■ **PROVIDED ENTRIES**
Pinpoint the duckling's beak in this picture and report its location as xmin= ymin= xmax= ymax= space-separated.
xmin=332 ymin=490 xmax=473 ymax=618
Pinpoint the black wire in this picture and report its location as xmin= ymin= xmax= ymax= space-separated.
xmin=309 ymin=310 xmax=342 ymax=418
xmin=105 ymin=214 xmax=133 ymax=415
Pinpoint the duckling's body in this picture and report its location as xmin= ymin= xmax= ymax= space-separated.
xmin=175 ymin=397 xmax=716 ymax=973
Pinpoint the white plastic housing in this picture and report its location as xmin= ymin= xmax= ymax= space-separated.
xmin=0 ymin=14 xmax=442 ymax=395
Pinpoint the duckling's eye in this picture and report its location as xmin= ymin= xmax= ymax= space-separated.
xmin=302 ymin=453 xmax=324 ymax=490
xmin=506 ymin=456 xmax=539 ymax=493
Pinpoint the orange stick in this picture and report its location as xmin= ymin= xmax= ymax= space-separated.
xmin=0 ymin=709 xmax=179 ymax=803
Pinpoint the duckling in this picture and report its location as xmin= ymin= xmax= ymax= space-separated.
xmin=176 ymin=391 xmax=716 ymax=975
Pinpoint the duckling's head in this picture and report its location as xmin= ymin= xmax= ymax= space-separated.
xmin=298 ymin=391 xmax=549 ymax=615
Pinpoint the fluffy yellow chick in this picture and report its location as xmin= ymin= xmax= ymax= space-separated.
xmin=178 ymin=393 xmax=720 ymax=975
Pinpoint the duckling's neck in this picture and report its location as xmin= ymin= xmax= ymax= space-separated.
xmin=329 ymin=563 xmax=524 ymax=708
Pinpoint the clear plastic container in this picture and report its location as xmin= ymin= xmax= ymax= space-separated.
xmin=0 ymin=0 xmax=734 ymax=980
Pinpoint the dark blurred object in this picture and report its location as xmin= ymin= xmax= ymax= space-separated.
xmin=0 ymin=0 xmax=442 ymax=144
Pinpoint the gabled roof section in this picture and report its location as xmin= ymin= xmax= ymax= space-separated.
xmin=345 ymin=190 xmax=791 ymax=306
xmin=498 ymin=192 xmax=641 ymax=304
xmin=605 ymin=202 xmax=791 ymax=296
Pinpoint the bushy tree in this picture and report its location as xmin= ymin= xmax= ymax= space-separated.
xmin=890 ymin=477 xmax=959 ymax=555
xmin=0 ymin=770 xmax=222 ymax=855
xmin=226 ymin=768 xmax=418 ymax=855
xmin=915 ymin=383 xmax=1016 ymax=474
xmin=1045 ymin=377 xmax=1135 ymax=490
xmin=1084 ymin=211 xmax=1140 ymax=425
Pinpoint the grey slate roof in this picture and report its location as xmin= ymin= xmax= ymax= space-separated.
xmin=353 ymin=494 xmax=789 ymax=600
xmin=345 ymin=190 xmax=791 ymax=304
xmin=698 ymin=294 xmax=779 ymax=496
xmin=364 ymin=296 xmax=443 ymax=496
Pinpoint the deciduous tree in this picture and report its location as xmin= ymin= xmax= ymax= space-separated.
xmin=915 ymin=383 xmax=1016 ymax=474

■ **YOUR TASK**
Edit the rows starting at the very first one and ending at the line containing "xmin=506 ymin=456 xmax=539 ymax=493", replacing "black wire" with "dark cable" and leaving everything else unchanged.

■ **ANSWER TO THIS PROBLEM**
Pinpoint the duckling's beak in this picture and report its location as xmin= ymin= xmax= ymax= space-separated.
xmin=332 ymin=490 xmax=473 ymax=618
Pinpoint the dark cable in this picture and report its location as xmin= ymin= xmax= ymax= space-separated.
xmin=309 ymin=310 xmax=342 ymax=418
xmin=105 ymin=214 xmax=133 ymax=415
Pinpoint the duckling's body in this picture and report its location as xmin= ymin= xmax= ymax= space-separated.
xmin=175 ymin=397 xmax=716 ymax=973
Pinpoint the white plastic housing in this picture and report its location as xmin= ymin= xmax= ymax= space-separated.
xmin=0 ymin=14 xmax=442 ymax=395
Pinpoint the duckling's eye in this picture and report its location as xmin= ymin= xmax= ymax= space-separated.
xmin=302 ymin=453 xmax=324 ymax=490
xmin=506 ymin=456 xmax=539 ymax=493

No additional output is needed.